▸ TASK BRIEF
Please identify every line in the rows below that contains the word "armchair" and copy each of those lines. Only matches with the same letter case count.

※ ※ ※

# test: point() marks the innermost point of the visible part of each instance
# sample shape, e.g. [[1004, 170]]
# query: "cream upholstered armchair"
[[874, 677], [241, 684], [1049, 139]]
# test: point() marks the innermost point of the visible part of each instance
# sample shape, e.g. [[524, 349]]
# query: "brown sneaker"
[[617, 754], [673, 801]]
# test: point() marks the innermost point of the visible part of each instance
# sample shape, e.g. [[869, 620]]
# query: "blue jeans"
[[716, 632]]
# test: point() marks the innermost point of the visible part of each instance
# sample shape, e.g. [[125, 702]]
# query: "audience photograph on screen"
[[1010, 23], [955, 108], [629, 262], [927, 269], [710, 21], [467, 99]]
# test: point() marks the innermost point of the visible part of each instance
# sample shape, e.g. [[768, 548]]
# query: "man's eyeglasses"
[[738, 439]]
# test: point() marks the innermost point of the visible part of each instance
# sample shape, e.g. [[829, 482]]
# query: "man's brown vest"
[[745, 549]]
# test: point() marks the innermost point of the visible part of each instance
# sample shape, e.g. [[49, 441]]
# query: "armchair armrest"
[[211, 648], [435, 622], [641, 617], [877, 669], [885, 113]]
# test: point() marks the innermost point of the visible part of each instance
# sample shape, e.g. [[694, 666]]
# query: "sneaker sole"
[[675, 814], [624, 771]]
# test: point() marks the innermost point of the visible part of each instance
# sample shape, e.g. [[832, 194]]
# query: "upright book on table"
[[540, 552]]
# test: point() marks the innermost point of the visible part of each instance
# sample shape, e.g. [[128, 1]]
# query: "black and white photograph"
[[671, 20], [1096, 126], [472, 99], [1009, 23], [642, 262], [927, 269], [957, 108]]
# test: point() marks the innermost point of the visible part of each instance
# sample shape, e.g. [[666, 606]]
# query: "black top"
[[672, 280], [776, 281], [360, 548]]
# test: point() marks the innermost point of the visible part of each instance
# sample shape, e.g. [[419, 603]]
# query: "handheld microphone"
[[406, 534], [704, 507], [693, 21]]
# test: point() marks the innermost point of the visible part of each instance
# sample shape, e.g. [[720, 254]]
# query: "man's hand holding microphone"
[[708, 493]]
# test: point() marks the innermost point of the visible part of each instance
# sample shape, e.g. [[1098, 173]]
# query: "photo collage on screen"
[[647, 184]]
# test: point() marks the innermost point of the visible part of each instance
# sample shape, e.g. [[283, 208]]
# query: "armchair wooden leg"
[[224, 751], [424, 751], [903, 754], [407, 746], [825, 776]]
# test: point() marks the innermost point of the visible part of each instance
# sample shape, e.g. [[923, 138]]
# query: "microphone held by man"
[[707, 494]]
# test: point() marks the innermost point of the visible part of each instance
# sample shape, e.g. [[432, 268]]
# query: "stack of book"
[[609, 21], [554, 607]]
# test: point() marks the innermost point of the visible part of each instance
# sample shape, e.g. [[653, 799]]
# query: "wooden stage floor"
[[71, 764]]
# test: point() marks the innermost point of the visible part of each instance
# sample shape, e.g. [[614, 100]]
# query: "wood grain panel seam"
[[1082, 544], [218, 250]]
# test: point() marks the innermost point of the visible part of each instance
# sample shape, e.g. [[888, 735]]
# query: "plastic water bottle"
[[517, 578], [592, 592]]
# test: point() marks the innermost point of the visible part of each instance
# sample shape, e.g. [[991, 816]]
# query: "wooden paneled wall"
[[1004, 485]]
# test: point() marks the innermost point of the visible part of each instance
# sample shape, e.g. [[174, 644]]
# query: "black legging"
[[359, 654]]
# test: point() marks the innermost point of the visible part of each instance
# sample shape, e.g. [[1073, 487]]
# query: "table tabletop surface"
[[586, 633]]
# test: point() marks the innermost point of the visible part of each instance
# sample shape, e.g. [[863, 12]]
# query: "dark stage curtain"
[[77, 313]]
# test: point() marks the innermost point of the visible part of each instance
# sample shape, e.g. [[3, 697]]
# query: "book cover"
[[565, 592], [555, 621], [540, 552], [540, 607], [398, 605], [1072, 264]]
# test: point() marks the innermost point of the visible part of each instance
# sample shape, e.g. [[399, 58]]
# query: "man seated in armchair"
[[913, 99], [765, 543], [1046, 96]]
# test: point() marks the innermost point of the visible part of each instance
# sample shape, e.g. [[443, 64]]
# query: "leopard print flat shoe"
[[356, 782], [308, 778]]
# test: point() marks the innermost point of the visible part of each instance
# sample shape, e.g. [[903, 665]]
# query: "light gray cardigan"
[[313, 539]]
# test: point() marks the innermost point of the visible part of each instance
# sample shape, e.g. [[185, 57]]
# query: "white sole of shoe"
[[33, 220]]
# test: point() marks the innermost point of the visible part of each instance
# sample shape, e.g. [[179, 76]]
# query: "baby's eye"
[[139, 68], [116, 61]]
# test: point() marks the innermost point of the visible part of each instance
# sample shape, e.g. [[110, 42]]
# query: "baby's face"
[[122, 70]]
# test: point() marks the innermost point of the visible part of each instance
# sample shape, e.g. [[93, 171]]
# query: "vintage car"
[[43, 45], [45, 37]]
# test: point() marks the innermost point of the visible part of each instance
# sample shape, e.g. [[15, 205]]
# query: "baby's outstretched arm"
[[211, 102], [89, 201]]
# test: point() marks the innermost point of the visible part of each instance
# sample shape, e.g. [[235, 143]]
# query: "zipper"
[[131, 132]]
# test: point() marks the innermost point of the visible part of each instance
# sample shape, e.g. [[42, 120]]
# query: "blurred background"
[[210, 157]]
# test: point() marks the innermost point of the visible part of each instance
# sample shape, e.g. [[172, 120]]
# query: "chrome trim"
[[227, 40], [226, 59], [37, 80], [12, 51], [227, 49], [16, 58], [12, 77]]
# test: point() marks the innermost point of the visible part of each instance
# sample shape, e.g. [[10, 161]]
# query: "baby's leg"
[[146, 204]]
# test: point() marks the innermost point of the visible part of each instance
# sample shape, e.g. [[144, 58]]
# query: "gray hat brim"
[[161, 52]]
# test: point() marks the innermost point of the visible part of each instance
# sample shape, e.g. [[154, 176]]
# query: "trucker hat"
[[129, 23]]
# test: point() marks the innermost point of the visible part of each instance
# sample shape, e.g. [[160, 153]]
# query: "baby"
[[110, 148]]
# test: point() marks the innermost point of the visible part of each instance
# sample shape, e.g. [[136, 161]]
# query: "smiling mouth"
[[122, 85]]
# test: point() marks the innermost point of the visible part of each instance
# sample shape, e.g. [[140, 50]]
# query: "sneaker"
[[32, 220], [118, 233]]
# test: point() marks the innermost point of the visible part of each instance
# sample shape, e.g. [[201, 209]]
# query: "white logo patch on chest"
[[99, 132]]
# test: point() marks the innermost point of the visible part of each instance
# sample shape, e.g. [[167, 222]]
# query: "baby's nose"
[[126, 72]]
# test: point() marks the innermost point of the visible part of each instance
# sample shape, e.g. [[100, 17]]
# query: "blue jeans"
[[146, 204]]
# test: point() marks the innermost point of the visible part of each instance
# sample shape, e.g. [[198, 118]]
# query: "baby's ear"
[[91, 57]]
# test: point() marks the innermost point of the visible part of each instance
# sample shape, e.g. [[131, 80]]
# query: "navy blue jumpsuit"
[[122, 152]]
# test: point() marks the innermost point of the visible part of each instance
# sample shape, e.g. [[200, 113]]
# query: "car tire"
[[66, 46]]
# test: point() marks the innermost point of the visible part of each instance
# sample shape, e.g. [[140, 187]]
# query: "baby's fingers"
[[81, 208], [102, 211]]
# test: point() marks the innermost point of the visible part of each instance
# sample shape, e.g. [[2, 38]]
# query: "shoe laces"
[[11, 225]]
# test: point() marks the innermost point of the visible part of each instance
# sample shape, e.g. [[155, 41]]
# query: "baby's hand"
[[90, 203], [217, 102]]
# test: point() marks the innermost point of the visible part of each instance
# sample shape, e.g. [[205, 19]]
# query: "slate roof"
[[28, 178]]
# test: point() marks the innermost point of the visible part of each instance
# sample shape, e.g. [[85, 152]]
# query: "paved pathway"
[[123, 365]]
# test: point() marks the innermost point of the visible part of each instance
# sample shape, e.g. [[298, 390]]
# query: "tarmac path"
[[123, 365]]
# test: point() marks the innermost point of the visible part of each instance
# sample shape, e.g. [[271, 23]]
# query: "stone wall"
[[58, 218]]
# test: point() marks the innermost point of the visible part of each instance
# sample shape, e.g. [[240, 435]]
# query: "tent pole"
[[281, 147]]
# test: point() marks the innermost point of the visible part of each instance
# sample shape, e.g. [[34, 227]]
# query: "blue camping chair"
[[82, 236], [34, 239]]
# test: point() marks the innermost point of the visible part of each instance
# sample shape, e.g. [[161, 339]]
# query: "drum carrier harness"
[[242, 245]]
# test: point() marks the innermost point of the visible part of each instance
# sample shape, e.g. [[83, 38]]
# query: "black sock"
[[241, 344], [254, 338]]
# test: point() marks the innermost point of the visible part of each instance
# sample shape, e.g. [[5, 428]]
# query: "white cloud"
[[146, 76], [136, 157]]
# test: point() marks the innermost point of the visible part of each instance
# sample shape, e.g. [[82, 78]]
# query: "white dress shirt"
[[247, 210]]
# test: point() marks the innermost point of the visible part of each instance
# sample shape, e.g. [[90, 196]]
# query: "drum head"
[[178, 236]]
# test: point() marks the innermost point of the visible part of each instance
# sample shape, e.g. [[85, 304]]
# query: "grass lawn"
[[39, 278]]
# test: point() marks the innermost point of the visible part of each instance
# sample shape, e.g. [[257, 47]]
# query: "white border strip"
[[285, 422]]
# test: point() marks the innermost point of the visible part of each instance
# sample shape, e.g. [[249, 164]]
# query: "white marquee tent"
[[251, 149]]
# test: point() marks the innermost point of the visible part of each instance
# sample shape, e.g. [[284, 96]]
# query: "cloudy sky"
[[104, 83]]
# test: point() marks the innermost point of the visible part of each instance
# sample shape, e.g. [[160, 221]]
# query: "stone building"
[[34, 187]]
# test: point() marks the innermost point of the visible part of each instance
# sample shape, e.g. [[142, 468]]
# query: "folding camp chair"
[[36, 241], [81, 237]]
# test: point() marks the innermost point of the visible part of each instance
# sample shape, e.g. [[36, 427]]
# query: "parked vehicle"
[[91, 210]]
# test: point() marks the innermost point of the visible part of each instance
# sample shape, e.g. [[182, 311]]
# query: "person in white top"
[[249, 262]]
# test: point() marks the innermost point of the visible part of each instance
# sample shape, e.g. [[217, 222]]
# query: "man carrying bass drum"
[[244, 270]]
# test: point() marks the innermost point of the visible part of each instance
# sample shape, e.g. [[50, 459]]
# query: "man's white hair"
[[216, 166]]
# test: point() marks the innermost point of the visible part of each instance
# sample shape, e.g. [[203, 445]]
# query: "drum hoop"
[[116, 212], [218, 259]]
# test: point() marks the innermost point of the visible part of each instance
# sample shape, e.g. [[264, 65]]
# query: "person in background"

※ ※ ※

▸ SOLUTION
# query: "cream upholstered armchair"
# query: "armchair armrest"
# query: "armchair wooden leg"
# query: "man seated in armchair"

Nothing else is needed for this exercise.